What is required: From the line containing "Target: reflection of pole" to the last line of the records below, retype every line exactly and output nothing else.

-- Data provided follows --

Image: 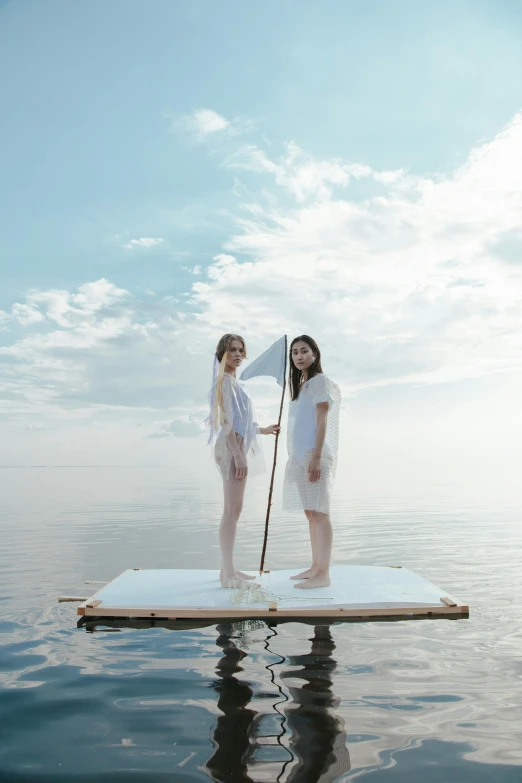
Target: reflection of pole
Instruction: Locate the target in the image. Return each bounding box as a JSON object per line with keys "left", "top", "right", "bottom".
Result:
{"left": 262, "top": 625, "right": 294, "bottom": 783}
{"left": 239, "top": 624, "right": 295, "bottom": 781}
{"left": 259, "top": 334, "right": 288, "bottom": 575}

-- Data provided concluded --

Answer for the task:
Target: reflection of pole
Instruction: Locate the target in the image. Return each bounding box as a JSON object per line with keys "left", "top", "right", "bottom".
Result:
{"left": 262, "top": 625, "right": 294, "bottom": 783}
{"left": 239, "top": 624, "right": 295, "bottom": 781}
{"left": 259, "top": 334, "right": 288, "bottom": 575}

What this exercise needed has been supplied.